> Task item
Wherever a picture appears in the listing below, leave it out and reproduce the rest exactly.

——

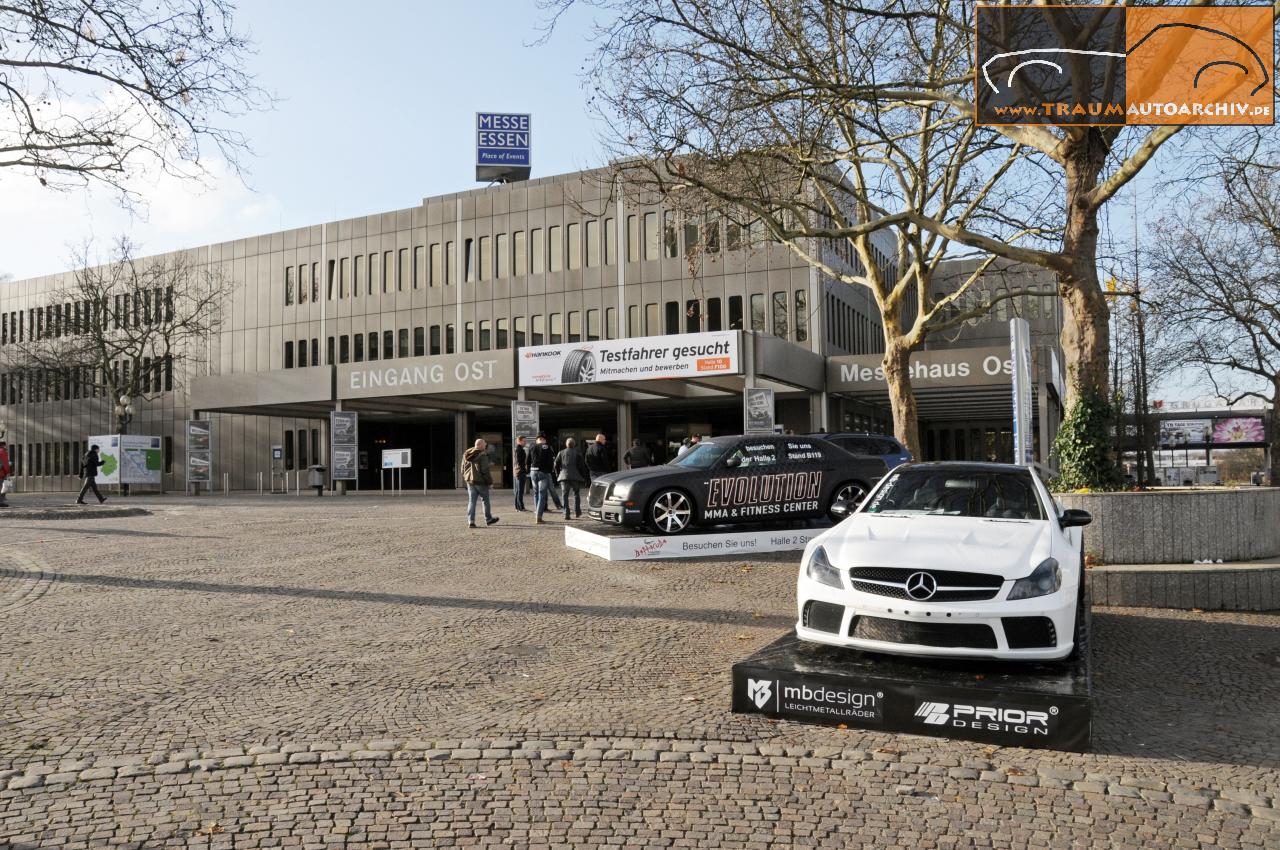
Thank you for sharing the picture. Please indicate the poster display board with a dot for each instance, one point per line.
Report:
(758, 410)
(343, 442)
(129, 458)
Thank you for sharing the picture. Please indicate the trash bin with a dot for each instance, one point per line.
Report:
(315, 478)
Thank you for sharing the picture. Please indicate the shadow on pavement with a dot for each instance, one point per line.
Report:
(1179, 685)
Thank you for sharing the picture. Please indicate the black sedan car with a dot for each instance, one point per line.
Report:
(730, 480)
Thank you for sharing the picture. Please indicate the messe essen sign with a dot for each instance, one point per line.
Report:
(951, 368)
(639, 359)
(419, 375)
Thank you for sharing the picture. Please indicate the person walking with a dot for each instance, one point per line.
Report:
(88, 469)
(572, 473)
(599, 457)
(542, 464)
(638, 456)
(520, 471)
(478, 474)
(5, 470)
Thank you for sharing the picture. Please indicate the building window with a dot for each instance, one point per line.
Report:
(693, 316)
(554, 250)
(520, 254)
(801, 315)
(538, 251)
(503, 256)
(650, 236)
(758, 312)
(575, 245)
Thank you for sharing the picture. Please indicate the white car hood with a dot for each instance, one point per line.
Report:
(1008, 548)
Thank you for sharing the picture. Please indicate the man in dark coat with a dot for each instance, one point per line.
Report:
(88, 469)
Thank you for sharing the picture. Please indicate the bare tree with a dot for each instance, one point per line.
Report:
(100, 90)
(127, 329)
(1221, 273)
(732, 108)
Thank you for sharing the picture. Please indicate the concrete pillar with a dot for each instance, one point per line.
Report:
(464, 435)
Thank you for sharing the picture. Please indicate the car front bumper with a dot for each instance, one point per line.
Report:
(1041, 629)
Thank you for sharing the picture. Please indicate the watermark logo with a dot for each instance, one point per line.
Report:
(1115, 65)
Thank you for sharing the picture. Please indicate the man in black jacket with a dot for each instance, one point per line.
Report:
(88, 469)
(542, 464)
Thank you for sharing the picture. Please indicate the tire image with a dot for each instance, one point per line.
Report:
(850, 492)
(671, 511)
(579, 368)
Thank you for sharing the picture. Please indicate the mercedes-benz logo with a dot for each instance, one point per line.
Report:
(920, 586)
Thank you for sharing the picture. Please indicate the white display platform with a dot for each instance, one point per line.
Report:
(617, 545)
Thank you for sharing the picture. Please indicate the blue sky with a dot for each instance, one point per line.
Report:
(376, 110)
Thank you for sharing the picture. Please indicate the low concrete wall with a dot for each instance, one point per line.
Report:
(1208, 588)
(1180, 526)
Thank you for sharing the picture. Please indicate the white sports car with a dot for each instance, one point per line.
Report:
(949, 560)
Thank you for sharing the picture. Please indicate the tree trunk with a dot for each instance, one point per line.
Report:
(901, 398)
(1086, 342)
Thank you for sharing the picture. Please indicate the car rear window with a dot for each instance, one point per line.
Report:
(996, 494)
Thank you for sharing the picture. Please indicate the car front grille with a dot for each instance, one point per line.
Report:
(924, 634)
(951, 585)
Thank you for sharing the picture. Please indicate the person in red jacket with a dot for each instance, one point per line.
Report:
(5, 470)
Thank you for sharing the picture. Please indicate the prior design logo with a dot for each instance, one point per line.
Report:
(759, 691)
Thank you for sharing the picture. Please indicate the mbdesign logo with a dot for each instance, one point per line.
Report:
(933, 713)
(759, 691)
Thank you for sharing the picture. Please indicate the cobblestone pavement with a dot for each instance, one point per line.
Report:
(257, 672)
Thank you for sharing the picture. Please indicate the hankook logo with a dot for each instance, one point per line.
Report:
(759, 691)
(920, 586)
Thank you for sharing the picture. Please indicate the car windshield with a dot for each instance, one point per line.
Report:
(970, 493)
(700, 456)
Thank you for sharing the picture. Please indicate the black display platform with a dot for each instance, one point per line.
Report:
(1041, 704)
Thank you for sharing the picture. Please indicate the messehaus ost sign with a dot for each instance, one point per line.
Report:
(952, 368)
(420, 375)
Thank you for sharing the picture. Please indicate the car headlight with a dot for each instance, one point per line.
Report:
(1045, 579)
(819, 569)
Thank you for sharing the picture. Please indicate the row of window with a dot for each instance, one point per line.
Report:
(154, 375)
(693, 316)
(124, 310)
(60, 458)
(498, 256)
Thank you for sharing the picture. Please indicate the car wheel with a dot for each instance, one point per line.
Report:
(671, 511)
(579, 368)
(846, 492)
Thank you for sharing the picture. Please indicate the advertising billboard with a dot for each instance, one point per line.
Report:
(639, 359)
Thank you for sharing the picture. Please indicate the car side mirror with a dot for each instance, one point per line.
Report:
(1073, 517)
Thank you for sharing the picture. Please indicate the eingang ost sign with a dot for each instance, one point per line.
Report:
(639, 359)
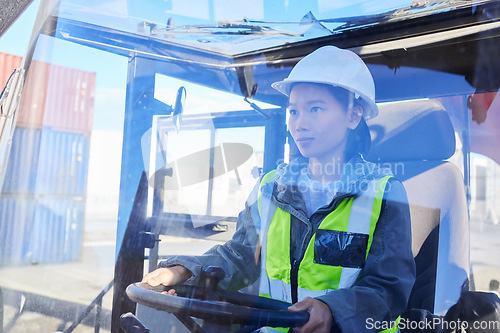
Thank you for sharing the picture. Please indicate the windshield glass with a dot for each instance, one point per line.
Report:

——

> Written solution
Thank you for sharing the picture. Please indicate the poster display board with a dot for each instance, one point per line.
Report:
(758, 410)
(343, 442)
(129, 458)
Thank you for sharing the picture. Please indicate the trash bin with a dot for each instance, one point per line.
Report:
(315, 478)
Thank you for sharing the picture. Please indicate the shadow on pavement with a dot for each instance, one point per line.
Report:
(1179, 685)
Thank you for sharing the picture. Please indicate the black sedan car with a dot for each instance, one point per line.
Report:
(730, 480)
Thank you for sharing the picture. Please indicate the messe essen sign with a dot for each instance, one point per line.
Report:
(951, 368)
(639, 359)
(419, 375)
Thank you for sharing the picture. Please indicate the person walking with a dot for each instance, one point per line.
Report:
(88, 469)
(572, 473)
(599, 457)
(542, 464)
(638, 456)
(520, 471)
(478, 474)
(5, 470)
Thank you for sharing the picture. Please indicate the building window with a dot for each instance, one point per line.
Report:
(693, 316)
(554, 250)
(520, 254)
(801, 315)
(538, 251)
(503, 256)
(650, 236)
(758, 312)
(575, 245)
Thank you for sharing the picture. Please indicate the white car hood with a dot for each instance, one point per line.
Report:
(1008, 548)
Thank you for sharing the picture. Please indicate the man in dark coat with a dot for each instance, one point per line.
Report:
(88, 469)
Thank you for sharing the picture. Please indicate the bare tree with a dot for each instance, one point per line.
Report:
(100, 90)
(127, 329)
(1221, 273)
(732, 108)
Thank you for sharing the picture. Please indicate the concrete pillar with a dot for each instance, one point per line.
Report:
(464, 435)
Thank you for sharing the picture. Please indicate the car front bumper with a dot for each instance, one point per line.
Report:
(1041, 629)
Thank you for sharing the picture. Please indicate the watermark logo with a dot for each instance, one point per line.
Report:
(1115, 65)
Thank you for sharing the picture. Please indicate the man in black jacket with a dot for each instance, one point per line.
Report:
(88, 469)
(542, 464)
Thank you for sharing the picture. Please indicate the tire image with a dot for each instance, one point per line.
Report:
(850, 492)
(671, 511)
(579, 368)
Thank you for sharing the picture. Please indicate the mercedes-benz logo with a dot for each instance, one point per line.
Report:
(920, 586)
Thank you for sharing the picture. Please indicate the white display platform with a dot for each instance, one point per line.
Report:
(617, 545)
Thank you for sharing the picture. Please indicate the blue sky with a dot for each instance, one point per line.
Report:
(376, 110)
Thank you for sharing the picture. Please indicate the low concrete wall with a dot for each instance, one point per line.
Report:
(1208, 588)
(1180, 526)
Thank you for sharing the picture. Please indicate the white sports car with a dot for each instance, one point per line.
Report:
(949, 560)
Thank you for sharing the picture. Please indicate the tree trunk with a dot for each instance, one point per line.
Report:
(901, 398)
(1086, 342)
Thank you for sharing the picture. Please indicate the car rear window with a dot for each instance, one point per line.
Report:
(996, 494)
Thank you for sharing the picture. Please indicate the car front grille with a dot for each instance, one point per line.
Report:
(924, 634)
(951, 585)
Thank you for sharing the picture. Please indicate the person in red jacket with a dot for each instance, one point per line.
Report:
(5, 470)
Thank you for sharing the picture. Please indicate the prior design logo with a dot for each instance, one point per line.
Report:
(759, 691)
Thank you for sharing the picture. Please indicate the mbdesign logo with a dot for each instance, one point per line.
Report:
(933, 713)
(759, 691)
Thank you for sharing the picture. Please indicate the cobblestone pavement with a dot for each instance, one point per line.
Report:
(257, 672)
Thank you for sharing the picture. Please indicate the hankook logo with a dot for each instance, one point per line.
Report:
(759, 691)
(920, 586)
Thank you for sharing the picture. Please indicate the car windshield with a dot for each instance, one point per line.
Report:
(970, 493)
(700, 456)
Thank you for sharing the picture. Please indicate the black display platform with a dot for each instance, one point per line.
Report:
(1041, 704)
Thank you for sharing the picture. Please indicate the messehaus ost sign with a dot for each instance, one point per line.
Report:
(952, 368)
(420, 375)
Thank you for sharing the picture. Please indicate the car headlight with a dot for each instance, one point per line.
Report:
(1045, 579)
(819, 569)
Thank you for sharing the picture. Please indicate the row of window with a dot for each instance, one point per line.
Report:
(154, 375)
(693, 316)
(124, 310)
(60, 458)
(498, 256)
Thank you for sharing the picture. Please indicate the car wheel with a dot for each instance, one point per line.
Report:
(671, 511)
(579, 368)
(846, 492)
Thank you for sharing the picture. Please indicate the advertising billboard with a dot for each instance, one point per line.
Report:
(639, 359)
Thank you for sharing the picture. Please indicate the car side mirror with a dot for each instance, one point per line.
Report:
(1073, 517)
Thank you for sharing the picture. Please indicate the eingang ost sign with a dot for each instance, one point per line.
Report:
(639, 359)
Thank you for sharing the picture. Please indicate the windshield glass with a dot for each instance, one point per line.
Report:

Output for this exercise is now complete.